> [Directions]: Copy, without any change, the lines of the records from the line containing "Wildlife camera trigger: the trail-cam image above contains tree" up to and including the line containing "0, 0, 600, 131".

(Bounding-box records)
+ + +

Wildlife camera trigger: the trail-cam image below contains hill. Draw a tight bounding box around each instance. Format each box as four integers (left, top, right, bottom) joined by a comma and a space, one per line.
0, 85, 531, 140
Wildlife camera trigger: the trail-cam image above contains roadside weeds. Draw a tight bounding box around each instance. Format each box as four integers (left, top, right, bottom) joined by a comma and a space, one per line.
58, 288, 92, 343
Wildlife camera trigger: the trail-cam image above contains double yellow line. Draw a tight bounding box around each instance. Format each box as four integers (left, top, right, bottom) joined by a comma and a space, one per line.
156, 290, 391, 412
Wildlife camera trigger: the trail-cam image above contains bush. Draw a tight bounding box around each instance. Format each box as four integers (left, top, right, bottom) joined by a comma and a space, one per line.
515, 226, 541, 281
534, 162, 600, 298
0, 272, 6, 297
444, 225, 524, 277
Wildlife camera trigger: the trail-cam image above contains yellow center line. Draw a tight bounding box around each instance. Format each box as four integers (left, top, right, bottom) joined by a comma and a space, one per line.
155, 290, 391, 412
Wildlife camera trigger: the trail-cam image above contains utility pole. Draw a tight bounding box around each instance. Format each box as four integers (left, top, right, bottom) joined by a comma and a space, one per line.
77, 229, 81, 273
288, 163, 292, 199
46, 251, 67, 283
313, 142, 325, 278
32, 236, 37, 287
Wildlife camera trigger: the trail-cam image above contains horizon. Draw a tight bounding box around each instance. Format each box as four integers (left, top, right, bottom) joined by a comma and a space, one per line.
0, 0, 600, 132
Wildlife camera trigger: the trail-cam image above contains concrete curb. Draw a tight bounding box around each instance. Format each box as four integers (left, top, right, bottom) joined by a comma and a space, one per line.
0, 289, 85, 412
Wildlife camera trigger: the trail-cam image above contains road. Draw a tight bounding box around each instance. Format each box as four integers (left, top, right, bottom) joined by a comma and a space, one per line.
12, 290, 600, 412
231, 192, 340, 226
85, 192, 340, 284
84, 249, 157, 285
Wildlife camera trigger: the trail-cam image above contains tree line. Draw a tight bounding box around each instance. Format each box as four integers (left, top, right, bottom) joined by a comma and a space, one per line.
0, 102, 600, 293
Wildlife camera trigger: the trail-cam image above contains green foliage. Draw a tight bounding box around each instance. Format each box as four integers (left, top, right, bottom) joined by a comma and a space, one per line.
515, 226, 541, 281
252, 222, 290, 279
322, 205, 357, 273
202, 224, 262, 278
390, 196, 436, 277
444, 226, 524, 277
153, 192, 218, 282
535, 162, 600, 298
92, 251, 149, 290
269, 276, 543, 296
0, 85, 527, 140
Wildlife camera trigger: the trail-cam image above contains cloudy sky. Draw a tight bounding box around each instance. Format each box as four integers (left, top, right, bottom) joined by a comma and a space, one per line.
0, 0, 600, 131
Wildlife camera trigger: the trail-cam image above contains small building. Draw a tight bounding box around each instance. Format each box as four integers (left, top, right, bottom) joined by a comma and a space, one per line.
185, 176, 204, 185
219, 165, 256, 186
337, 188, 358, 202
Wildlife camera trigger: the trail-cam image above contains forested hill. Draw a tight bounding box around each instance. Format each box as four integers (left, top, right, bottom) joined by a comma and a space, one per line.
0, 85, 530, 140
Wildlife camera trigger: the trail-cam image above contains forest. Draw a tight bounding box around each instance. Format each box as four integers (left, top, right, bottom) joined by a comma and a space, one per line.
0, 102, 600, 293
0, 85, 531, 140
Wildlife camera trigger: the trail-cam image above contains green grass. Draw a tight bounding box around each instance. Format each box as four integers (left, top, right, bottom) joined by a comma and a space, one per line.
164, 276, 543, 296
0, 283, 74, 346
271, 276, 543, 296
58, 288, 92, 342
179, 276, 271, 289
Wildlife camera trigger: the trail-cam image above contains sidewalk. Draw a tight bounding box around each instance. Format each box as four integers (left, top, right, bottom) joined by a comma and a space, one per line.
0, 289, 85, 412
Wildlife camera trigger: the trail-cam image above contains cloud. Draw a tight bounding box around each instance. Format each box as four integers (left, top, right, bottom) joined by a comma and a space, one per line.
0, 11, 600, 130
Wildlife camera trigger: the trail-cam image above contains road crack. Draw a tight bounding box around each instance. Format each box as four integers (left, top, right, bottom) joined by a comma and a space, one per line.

+ + +

> [Problem solution]:
Wildlife camera trigger: the trail-cam image above contains tree line. Draw a tight bounding box around each instance. Format each box as four integers (left, top, right, bottom) joined by a comma and a space, one per line.
0, 102, 600, 293
Wildlife camera trigger: the trail-cam image above contains green foliage. Draw a tight bounding box around each instance. Format each box as four integers (left, top, right, bottom) joined by a comma and a space, one per line.
515, 226, 541, 281
252, 222, 290, 279
322, 205, 357, 273
202, 224, 262, 278
390, 196, 436, 277
444, 226, 524, 277
153, 192, 218, 282
535, 162, 600, 298
92, 251, 149, 290
269, 276, 543, 296
0, 85, 527, 140
Wildlife camera trigger: the trail-cam image above contains cloudy sky. Draw a tight bounding box around each instance. Format each box as four integers (left, top, right, bottom) joined by a comma and a space, one per line.
0, 0, 600, 131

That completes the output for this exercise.